**EXERCISE MATERIAL:**
# # # # # # #
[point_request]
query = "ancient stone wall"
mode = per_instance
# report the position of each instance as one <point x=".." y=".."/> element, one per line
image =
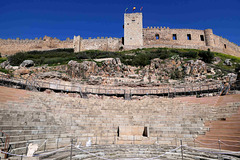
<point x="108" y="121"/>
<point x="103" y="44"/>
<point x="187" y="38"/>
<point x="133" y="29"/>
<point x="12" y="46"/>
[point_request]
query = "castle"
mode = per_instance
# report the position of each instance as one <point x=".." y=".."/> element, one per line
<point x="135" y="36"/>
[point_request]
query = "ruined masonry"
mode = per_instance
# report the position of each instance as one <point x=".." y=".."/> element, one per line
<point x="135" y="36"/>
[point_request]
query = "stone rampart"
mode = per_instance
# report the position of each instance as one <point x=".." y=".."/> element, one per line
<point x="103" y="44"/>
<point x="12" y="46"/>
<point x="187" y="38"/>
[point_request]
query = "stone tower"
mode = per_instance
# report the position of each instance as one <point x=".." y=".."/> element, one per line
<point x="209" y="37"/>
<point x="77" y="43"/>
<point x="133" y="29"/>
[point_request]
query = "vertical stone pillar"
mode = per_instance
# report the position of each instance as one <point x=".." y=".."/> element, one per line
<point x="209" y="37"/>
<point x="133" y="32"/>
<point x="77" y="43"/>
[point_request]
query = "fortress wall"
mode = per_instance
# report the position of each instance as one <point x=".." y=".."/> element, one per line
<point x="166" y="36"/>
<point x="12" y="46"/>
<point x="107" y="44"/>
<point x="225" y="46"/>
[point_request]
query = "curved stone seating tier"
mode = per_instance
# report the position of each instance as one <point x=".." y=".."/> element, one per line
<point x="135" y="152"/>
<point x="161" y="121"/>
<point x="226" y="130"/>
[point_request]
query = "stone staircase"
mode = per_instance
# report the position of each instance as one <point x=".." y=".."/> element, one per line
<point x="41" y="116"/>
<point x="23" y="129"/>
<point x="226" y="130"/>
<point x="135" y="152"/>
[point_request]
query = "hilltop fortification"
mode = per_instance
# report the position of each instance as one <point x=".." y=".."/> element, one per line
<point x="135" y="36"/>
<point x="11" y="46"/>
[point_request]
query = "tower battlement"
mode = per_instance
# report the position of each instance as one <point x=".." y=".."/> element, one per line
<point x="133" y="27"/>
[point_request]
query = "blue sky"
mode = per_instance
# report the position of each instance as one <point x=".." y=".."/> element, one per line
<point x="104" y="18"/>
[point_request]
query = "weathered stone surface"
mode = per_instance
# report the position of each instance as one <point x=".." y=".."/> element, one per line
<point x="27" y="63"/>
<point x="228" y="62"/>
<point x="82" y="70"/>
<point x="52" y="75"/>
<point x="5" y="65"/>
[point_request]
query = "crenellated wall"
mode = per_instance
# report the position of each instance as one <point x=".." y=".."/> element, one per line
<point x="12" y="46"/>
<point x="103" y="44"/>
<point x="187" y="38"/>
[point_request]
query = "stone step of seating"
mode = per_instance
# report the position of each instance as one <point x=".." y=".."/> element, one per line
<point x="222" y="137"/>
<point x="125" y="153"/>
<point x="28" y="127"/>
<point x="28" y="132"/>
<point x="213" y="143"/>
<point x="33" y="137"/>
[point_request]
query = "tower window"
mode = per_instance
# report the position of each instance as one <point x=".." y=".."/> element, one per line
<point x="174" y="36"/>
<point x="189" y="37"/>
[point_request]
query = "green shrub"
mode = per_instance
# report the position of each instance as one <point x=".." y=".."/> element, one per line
# # # # # # #
Pick out every line of the rows above that contains the string "wall", and copy each one unchanged.

**THE OUTPUT:**
query = "ancient stone wall"
query = "fortress wall"
query = "crenellated wall"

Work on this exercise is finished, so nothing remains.